DOCUMENT:

# # # # # # #

With the Central American soundtrack of car alarms, wolf whistles and repetitive base beat of “boom—ba-bom-bom, boom—ba-ba-bom-bom” ringing in our ears, we set our sights south to the unknown lands of South America. Hopeful of an uneventful departure from Panama a taxi ride to the local departures of Albrook Airport saw us soon checking in for our somewhat expensive USD$120 shitting-your-pants Air Panama flight to Puerto Obaldia, close to the Colombian border.
If you’re sensitive about discussing your weight in public, this flight may either help you overcome this fear or make it worse. The plane is so small that not only is your baggage meticulously weighed, they then ask the passengers to step onto the scales to record their weight. With a checked luggage limit of 14kg, hand luggage 4kg and an excess baggage charge of $1.65 per additional kilo, we found the fact that we were charged 20kg ‘over’ a little insulting. In all fairness Sarah’s 50kg frame should have surely meant she was granted an extra allowance, when compared with some of the fat bastards who climbed aboard.
As the last to board we were given the ‘premium’ seats right behind the pilots, which we’re sure nobody else wanted as you’ve got a clear view of the flashing instrument panel when something goes wrong (ignorance is bliss right?). Flying in a tiny plane where every bump feels like it’s going to be our last did nothing to help ease Matt’s uneasy mood of being able to leave Panama cleanly without the van in tow, especially when the pilot puts the plane into autopilot and lets go of the controls to read the newspaper. Atleast they didn’t decide to put the opaque sunvisor up as we later heard other happened on another flight…no wonder all the locals sit at the back.

# # # # # # #

[Excerpts of pointing data]

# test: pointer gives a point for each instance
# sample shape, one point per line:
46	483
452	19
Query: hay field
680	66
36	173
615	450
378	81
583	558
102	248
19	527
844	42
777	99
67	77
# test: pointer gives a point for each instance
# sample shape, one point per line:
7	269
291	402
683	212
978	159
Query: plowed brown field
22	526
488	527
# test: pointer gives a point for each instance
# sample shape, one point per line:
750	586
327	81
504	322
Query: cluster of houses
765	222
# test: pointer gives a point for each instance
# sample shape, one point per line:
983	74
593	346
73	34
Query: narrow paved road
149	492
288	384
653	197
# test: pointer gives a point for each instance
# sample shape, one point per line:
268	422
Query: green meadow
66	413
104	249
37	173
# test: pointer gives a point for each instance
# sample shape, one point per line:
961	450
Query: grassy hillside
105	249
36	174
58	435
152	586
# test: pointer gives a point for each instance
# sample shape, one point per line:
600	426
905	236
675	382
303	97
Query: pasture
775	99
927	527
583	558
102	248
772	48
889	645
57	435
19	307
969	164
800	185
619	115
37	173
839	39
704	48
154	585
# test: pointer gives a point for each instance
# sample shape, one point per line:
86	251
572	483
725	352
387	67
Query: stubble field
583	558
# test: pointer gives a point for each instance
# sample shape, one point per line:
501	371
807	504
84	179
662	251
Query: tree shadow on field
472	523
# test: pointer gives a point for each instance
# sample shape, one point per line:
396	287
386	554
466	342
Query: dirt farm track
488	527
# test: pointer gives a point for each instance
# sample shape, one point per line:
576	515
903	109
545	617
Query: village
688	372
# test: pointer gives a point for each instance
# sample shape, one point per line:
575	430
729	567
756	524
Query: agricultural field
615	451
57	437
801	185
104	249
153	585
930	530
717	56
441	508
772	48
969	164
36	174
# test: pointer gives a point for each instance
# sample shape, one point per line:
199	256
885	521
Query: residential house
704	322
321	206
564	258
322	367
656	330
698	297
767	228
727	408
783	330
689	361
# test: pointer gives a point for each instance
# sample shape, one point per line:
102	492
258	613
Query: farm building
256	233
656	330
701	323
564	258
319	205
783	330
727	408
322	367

# # # # # # #

WHAT TO DO:
Reproduce the entire flight account above, word for word.

OUTPUT FOR THIS TASK:
With the Central American soundtrack of car alarms, wolf whistles and repetitive base beat of “boom—ba-bom-bom, boom—ba-ba-bom-bom” ringing in our ears, we set our sights south to the unknown lands of South America. Hopeful of an uneventful departure from Panama a taxi ride to the local departures of Albrook Airport saw us soon checking in for our somewhat expensive USD$120 shitting-your-pants Air Panama flight to Puerto Obaldia, close to the Colombian border.
If you’re sensitive about discussing your weight in public, this flight may either help you overcome this fear or make it worse. The plane is so small that not only is your baggage meticulously weighed, they then ask the passengers to step onto the scales to record their weight. With a checked luggage limit of 14kg, hand luggage 4kg and an excess baggage charge of $1.65 per additional kilo, we found the fact that we were charged 20kg ‘over’ a little insulting. In all fairness Sarah’s 50kg frame should have surely meant she was granted an extra allowance, when compared with some of the fat bastards who climbed aboard.
As the last to board we were given the ‘premium’ seats right behind the pilots, which we’re sure nobody else wanted as you’ve got a clear view of the flashing instrument panel when something goes wrong (ignorance is bliss right?). Flying in a tiny plane where every bump feels like it’s going to be our last did nothing to help ease Matt’s uneasy mood of being able to leave Panama cleanly without the van in tow, especially when the pilot puts the plane into autopilot and lets go of the controls to read the newspaper. Atleast they didn’t decide to put the opaque sunvisor up as we later heard other happened on another flight…no wonder all the locals sit at the back.